(Pointing and labeling entries)
● ● ●

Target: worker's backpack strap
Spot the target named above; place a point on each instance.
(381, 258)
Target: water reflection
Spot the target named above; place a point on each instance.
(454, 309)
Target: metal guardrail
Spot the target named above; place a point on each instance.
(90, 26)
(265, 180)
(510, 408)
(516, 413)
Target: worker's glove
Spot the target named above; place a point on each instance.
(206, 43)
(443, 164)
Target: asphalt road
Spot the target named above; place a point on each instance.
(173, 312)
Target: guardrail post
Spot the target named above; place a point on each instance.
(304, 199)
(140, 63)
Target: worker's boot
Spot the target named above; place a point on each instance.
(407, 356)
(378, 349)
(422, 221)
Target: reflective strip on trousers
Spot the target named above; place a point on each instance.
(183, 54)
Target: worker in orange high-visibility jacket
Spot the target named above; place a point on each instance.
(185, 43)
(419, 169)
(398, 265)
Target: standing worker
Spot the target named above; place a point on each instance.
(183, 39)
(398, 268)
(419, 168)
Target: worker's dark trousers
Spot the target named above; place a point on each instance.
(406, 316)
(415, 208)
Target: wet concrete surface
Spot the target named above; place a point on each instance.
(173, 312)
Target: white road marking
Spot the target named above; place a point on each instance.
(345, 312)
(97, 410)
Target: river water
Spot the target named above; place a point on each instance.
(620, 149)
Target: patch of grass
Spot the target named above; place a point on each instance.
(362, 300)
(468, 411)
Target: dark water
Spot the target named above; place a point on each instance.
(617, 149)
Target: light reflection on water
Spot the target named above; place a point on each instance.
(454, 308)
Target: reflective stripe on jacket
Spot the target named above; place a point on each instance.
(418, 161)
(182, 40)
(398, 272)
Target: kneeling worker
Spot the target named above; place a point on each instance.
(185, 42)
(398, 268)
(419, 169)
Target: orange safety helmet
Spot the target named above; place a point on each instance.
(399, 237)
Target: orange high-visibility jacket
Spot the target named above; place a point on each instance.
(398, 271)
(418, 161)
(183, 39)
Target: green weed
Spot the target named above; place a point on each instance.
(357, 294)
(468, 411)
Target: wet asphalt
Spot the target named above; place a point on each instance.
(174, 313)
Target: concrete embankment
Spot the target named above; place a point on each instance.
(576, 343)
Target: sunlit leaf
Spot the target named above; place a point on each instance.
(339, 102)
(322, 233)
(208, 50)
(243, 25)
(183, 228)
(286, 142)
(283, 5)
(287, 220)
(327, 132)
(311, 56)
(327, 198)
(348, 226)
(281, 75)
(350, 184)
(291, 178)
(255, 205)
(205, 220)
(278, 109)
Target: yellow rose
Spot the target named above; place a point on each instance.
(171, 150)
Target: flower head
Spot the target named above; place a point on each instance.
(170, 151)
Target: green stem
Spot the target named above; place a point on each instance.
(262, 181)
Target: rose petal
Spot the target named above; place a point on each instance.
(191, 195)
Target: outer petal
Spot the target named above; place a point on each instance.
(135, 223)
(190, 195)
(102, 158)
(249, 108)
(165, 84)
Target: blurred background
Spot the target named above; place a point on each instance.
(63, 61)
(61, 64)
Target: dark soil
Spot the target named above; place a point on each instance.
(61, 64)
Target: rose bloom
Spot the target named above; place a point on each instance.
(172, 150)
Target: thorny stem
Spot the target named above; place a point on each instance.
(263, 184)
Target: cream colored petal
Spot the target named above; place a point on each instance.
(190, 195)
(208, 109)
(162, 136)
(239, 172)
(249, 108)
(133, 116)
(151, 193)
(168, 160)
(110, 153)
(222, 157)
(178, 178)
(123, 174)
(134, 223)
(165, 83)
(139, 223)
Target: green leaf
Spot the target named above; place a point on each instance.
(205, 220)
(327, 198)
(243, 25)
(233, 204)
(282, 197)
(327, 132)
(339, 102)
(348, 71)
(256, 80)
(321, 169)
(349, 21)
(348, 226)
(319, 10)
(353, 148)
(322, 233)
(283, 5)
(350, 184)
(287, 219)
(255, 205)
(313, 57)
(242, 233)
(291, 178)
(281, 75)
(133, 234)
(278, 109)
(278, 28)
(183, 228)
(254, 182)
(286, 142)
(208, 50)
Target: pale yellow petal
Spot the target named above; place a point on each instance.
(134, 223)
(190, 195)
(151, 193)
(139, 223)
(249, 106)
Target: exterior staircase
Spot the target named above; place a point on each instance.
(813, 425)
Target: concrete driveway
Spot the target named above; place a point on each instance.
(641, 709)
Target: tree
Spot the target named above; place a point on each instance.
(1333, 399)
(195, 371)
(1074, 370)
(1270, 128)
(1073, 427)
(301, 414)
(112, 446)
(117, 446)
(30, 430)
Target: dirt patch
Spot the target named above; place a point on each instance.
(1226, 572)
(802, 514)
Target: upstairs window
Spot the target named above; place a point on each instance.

● ● ●

= WHAT THE TASK ASKS =
Rewrite all of the material above with "place a point on" replaced by "mark" everywhere it occurs, keeping everything else the same.

= EXERCISE SOLUTION =
Target: worker's backpack strap
Spot the target named above; mark each instance.
(381, 258)
Target: water reflection
Spot the target named above; mark each instance.
(454, 309)
Target: metal guardrail
Spot the target named above; mark each instance.
(90, 26)
(265, 180)
(510, 408)
(516, 413)
Target: worker's glove
Spot the target named above; mark each instance.
(206, 43)
(443, 164)
Target: asphalt road
Spot the target named above; mark each instance.
(173, 312)
Target: guardrail post
Spot the target named above; mark each instance.
(304, 199)
(140, 63)
Target: worker's boot
Spot the target named above; mark each instance.
(407, 356)
(378, 349)
(422, 221)
Target: reflective strip on trousers
Spot the target named above; mark each instance.
(183, 54)
Target: worker in orange high-visibility jacket
Spot the target named above; mark each instance.
(185, 43)
(419, 169)
(398, 265)
Target: standing worker
Spot the target named above; mark each instance.
(183, 39)
(398, 268)
(419, 168)
Target: worker's dark trousers
Spot the target named above; mark each instance.
(406, 316)
(415, 208)
Target: wet concrete surface
Spot the target named above; mark each instance.
(173, 312)
Target: white road marking
Spot the target named above; mark each instance.
(345, 312)
(97, 410)
Target: river water
Spot the target named above; mark each instance.
(620, 149)
Target: patch of grass
Spot the target named above; mark each instance.
(362, 300)
(468, 411)
Target: dark water
Spot the target named above; mark each instance.
(617, 149)
Target: light reflection on water
Spot the target named above; mark each instance.
(454, 308)
Target: reflective stripe on jacket
Spot the target named above; mark each instance.
(418, 161)
(182, 40)
(398, 272)
Target: kneeling worker
Spot the target named above; mark each instance.
(185, 42)
(398, 268)
(419, 169)
Target: orange safety helmet
Spot the target named above; mark each instance.
(399, 237)
Target: orange high-visibility jacket
Spot the target named above; mark each instance.
(398, 271)
(418, 161)
(183, 39)
Target: green weed
Spot the target named above; mark each instance.
(357, 294)
(468, 411)
Target: wet asphalt
Spot the target named above; mark each instance.
(174, 313)
Target: concrete embankment
Spot the target named above; mark each instance.
(576, 343)
Target: sunlit leaf
Spot the target named above; mark each instance.
(339, 102)
(322, 233)
(208, 50)
(243, 25)
(183, 228)
(286, 142)
(283, 5)
(287, 220)
(327, 132)
(311, 56)
(327, 198)
(348, 226)
(281, 75)
(350, 184)
(291, 178)
(255, 205)
(205, 220)
(278, 109)
Target: yellow rose
Spot the target named above; mark each instance.
(171, 150)
Target: flower head
Spot the target named above; mark each instance.
(170, 151)
Target: green stem
Spot the target named above; mark each instance.
(262, 181)
Target: rose petal
Spot the target named above; mark each instance.
(191, 195)
Target: outer petal
Spot the target named above; mark each instance.
(135, 223)
(190, 195)
(102, 158)
(249, 108)
(165, 84)
Target: blurred background
Spot the target named above; mark each instance.
(63, 61)
(61, 64)
Target: dark soil
Spot the target named above; mark each instance.
(61, 64)
Target: rose bloom
Spot the target named above; mark each instance.
(172, 150)
Target: thorny stem
Spot the target named above; mark each instance.
(263, 184)
Target: cream colored petal
Spot the target named above; mark each instance.
(190, 195)
(208, 109)
(162, 136)
(239, 172)
(249, 108)
(133, 116)
(151, 193)
(168, 160)
(110, 153)
(222, 157)
(178, 178)
(123, 174)
(134, 223)
(165, 83)
(139, 223)
Target: green leaf
Spot the target named above; mark each instance.
(205, 220)
(327, 198)
(243, 25)
(233, 204)
(282, 197)
(327, 132)
(339, 102)
(348, 71)
(256, 80)
(321, 169)
(349, 21)
(348, 226)
(319, 10)
(353, 148)
(322, 233)
(283, 5)
(350, 184)
(287, 219)
(255, 205)
(313, 57)
(242, 233)
(291, 178)
(281, 75)
(133, 234)
(278, 109)
(278, 28)
(183, 228)
(254, 182)
(286, 142)
(208, 50)
Target: pale yellow petal
Spot the target named above; mark each instance.
(134, 223)
(190, 195)
(151, 193)
(139, 223)
(249, 106)
Target: exterior staircase
Spot the target named above; mark each instance.
(813, 425)
Target: concrete driveway
Spot the target named above; mark each instance.
(641, 709)
Target: tree
Spot the target named above; mark each instance.
(1333, 399)
(195, 371)
(1074, 370)
(1270, 128)
(1073, 427)
(301, 414)
(112, 446)
(117, 446)
(30, 430)
Target: dirt patch
Spot the target named above; mark each instance.
(1226, 572)
(802, 514)
Target: upstairs window
Spot the target named above; mark each instance.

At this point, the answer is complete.